##### Data extracts #####
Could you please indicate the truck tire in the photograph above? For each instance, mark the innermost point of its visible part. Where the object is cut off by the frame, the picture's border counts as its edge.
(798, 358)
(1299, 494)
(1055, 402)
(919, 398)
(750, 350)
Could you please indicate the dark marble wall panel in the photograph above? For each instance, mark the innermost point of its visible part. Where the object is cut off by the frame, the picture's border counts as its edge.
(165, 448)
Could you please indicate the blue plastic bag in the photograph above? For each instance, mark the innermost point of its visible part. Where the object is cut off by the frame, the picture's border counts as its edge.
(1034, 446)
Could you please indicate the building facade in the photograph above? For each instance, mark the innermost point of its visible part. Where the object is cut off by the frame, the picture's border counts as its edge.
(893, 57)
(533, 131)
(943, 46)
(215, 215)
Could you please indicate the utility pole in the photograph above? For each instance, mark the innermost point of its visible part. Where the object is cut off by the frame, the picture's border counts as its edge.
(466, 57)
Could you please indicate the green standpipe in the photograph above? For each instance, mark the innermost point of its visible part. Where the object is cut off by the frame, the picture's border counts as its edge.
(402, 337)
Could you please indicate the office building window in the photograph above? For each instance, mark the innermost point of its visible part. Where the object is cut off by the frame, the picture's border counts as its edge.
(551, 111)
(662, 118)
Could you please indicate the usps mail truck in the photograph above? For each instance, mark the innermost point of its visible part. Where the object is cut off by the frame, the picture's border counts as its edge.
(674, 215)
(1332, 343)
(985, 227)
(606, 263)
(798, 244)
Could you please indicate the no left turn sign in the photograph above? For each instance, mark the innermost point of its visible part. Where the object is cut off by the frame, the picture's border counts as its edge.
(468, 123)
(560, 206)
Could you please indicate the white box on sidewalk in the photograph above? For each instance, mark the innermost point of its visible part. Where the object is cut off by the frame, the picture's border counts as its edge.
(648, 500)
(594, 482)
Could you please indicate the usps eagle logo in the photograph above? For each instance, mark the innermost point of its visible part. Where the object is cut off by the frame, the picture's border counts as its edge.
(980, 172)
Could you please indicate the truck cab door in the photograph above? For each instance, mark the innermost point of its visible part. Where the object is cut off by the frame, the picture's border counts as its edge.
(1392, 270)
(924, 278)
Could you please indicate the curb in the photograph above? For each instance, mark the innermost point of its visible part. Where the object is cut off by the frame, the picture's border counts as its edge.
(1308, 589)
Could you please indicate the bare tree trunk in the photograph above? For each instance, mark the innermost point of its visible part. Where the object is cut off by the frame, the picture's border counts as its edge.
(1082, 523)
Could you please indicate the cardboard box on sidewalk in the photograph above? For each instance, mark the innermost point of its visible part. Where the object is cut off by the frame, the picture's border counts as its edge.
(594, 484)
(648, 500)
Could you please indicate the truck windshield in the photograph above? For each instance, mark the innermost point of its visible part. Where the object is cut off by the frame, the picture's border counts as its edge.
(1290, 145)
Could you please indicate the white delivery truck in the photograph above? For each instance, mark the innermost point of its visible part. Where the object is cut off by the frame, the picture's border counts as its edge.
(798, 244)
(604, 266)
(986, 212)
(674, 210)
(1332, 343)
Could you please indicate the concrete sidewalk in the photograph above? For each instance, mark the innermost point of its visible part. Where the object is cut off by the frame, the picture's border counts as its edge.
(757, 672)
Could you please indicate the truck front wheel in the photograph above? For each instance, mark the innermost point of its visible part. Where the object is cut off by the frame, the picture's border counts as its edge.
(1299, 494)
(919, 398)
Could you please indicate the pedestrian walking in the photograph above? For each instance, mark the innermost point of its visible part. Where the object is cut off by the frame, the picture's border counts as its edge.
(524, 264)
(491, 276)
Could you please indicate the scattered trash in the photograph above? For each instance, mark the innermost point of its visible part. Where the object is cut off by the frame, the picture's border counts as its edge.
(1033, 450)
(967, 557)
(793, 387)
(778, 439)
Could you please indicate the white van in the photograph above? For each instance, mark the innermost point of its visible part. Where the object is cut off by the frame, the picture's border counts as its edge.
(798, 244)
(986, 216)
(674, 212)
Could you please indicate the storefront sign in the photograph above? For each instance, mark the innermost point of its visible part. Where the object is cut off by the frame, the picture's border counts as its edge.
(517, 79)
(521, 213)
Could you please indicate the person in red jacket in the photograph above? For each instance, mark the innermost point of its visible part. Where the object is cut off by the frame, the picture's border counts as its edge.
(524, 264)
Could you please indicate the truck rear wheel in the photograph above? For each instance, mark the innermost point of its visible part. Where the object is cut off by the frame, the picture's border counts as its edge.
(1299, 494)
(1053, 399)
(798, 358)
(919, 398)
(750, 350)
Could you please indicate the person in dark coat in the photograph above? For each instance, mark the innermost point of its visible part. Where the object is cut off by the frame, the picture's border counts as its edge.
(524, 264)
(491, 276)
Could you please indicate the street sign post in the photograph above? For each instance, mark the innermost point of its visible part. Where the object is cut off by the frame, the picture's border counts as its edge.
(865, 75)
#####
Your answer must be the line holding "Could you please indicate the storefront" and every later line of the entries above, written out exactly, and nothing else.

▸ **Output below**:
Could you please indicate the storefront sign in the photograph above? For each instance, mark the innermost point of its visible part. Where the object is cut off by the frame, the picture's border counts as its edge.
(517, 79)
(521, 213)
Could you please indicate the person in red jacket in the photograph above? For each instance, mark the innermost point of its visible part. Where the object is cut off by the frame, the picture's border counts as its edge.
(524, 264)
Could you please indicate the truck rear wheel in the photograph above? For each instance, mark the innermost point of its visible part. Where the object is cut off by the frame, the picture's border counts as its edge.
(1299, 494)
(1053, 399)
(798, 358)
(919, 398)
(750, 350)
Could you please indicate the person in dark coat in the photograph above? For each instance, mark the innermost point of its visible part. Where the object is cut off by the frame, the picture's border counts as its edge.
(524, 264)
(491, 276)
Could you please indicate the street sign post in the photograph above? For each instance, mark the innermost point of its visible part. Where the object is cut off by the frame, the picture's border counts as its edge.
(865, 75)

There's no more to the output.